*** Opening of GIVEN RECORDS ***
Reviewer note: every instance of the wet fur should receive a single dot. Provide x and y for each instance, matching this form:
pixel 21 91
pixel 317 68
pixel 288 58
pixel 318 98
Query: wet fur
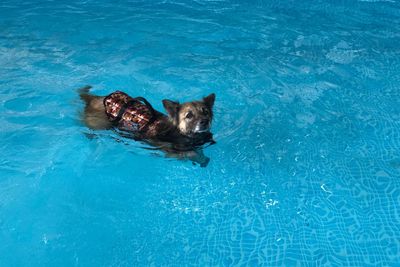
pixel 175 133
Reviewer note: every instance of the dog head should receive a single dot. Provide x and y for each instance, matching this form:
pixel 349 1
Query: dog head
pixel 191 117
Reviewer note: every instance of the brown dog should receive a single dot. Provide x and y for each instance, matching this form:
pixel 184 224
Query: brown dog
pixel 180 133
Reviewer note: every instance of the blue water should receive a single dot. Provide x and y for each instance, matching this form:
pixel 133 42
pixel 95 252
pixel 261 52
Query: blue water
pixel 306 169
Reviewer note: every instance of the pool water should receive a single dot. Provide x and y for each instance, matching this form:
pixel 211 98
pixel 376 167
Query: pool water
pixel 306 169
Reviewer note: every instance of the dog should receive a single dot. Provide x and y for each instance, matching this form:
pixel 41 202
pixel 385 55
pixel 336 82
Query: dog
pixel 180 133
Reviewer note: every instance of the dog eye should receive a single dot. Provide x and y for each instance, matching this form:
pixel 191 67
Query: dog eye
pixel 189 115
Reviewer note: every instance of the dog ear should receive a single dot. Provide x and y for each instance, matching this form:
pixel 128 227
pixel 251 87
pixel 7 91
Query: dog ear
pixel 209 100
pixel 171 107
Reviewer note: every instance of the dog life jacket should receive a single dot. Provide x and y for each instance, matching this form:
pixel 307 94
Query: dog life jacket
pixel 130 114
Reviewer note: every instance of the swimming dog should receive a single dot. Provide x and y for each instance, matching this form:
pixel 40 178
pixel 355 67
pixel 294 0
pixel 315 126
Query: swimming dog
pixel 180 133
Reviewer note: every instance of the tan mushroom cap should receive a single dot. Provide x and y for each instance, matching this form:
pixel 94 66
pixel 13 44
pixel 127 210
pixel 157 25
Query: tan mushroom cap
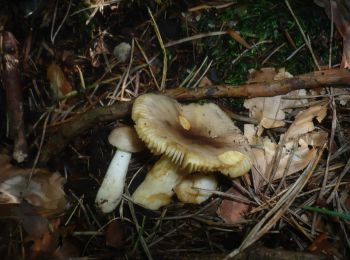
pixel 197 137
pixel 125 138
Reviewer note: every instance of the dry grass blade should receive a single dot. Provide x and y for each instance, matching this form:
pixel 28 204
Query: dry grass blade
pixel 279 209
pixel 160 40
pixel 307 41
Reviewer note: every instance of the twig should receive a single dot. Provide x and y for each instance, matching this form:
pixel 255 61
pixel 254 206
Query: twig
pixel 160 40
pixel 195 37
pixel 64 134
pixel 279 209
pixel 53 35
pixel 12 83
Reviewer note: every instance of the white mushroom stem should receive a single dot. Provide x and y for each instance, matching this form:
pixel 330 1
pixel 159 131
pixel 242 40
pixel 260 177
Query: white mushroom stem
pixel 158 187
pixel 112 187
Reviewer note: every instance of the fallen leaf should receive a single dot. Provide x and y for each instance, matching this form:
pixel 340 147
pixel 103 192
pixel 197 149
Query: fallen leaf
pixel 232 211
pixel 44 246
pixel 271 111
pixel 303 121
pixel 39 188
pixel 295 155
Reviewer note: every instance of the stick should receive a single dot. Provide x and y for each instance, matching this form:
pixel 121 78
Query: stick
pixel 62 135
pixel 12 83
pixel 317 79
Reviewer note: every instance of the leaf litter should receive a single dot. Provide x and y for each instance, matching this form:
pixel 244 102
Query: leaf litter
*** Close of GIVEN RECORDS ***
- **YOUR INSTRUCTIONS**
Write the data above out exactly. Leave out any pictures.

- **OUTPUT FOR THIS TASK**
Reviewer note: every instance of the wet fur should receive a single dot. Provide x and y for each instance, matching this form:
pixel 21 91
pixel 317 68
pixel 288 58
pixel 318 98
Query: wet fur
pixel 175 133
Reviewer note: every instance of the dog head should receive a single dot. Provide x and y for each instance, matching this form:
pixel 349 1
Query: dog head
pixel 191 117
Reviewer note: every instance of the brown dog should receive a single dot. Provide x and y for each instance, matching this form:
pixel 184 224
Query: brown dog
pixel 180 133
Reviewer note: every instance of the blue water should receive a single dot. Provide x and y for each instance, matching this form:
pixel 133 42
pixel 95 252
pixel 261 52
Query: blue water
pixel 306 169
Reviewer note: every instance of the pool water should receive a single dot. Provide x and y for each instance, matching this form:
pixel 211 98
pixel 376 167
Query: pool water
pixel 306 169
Reviewer note: every instance of the dog should receive a single dot. Provide x and y for each instance, matching this form:
pixel 41 202
pixel 385 55
pixel 336 82
Query: dog
pixel 180 133
Reviewer note: every instance of the dog eye should receive a single dot. Provide x and y for each instance, matching this form:
pixel 191 67
Query: dog eye
pixel 189 115
Reviewer note: every instance of the dog ear should receive a single dot. Provide x and y for each instance, matching this form:
pixel 128 227
pixel 251 87
pixel 7 91
Query: dog ear
pixel 209 100
pixel 171 107
Reviewer note: every instance of the dog life jacket should receive a single dot. Provide x and y for each instance, matching this form:
pixel 307 94
Query: dog life jacket
pixel 130 114
Reviewer note: every instance of the swimming dog should receive a single dot. Provide x and y for each instance, matching this form:
pixel 40 178
pixel 355 67
pixel 294 0
pixel 315 126
Query: swimming dog
pixel 180 133
Reviewer note: every instance of the tan mushroom cap should receive a single dot. Provide x and y for each instance, matching this form:
pixel 94 66
pixel 13 44
pixel 127 210
pixel 157 25
Query: tan mushroom cap
pixel 197 137
pixel 125 138
Reviewer note: every instance of the dry grass blade should receive a single dot. Provide x and y for each instance, matching this form:
pixel 28 204
Query: dry grass blade
pixel 279 209
pixel 160 40
pixel 307 41
Reviewer note: every instance of the twig should receive a single dot. Provide x and y for each instance, matching this form:
pixel 255 61
pixel 254 206
Query: twig
pixel 160 40
pixel 195 37
pixel 64 134
pixel 279 209
pixel 53 35
pixel 12 83
Reviewer note: every instance of the white mushroom stem should receive a single dot. Provide x and y for each instance, matching this form:
pixel 330 1
pixel 159 131
pixel 242 40
pixel 260 177
Query: white mushroom stem
pixel 158 187
pixel 112 187
Reviewer note: every instance of the fallen leaf should receive a single dot. Provide x and y for each instance, matching this form:
pixel 340 147
pixel 103 192
pixel 197 149
Query: fallen leaf
pixel 232 211
pixel 44 246
pixel 271 111
pixel 303 121
pixel 39 188
pixel 295 155
Reviewer note: every instance of the stick should receive a single dot. Provide x and y for each instance, matching this form:
pixel 121 78
Query: stick
pixel 62 135
pixel 12 83
pixel 317 79
Reviewer note: every instance of the leaf litter should receive a single dot. Provide x and y for each instance, matching this form:
pixel 244 102
Query: leaf litter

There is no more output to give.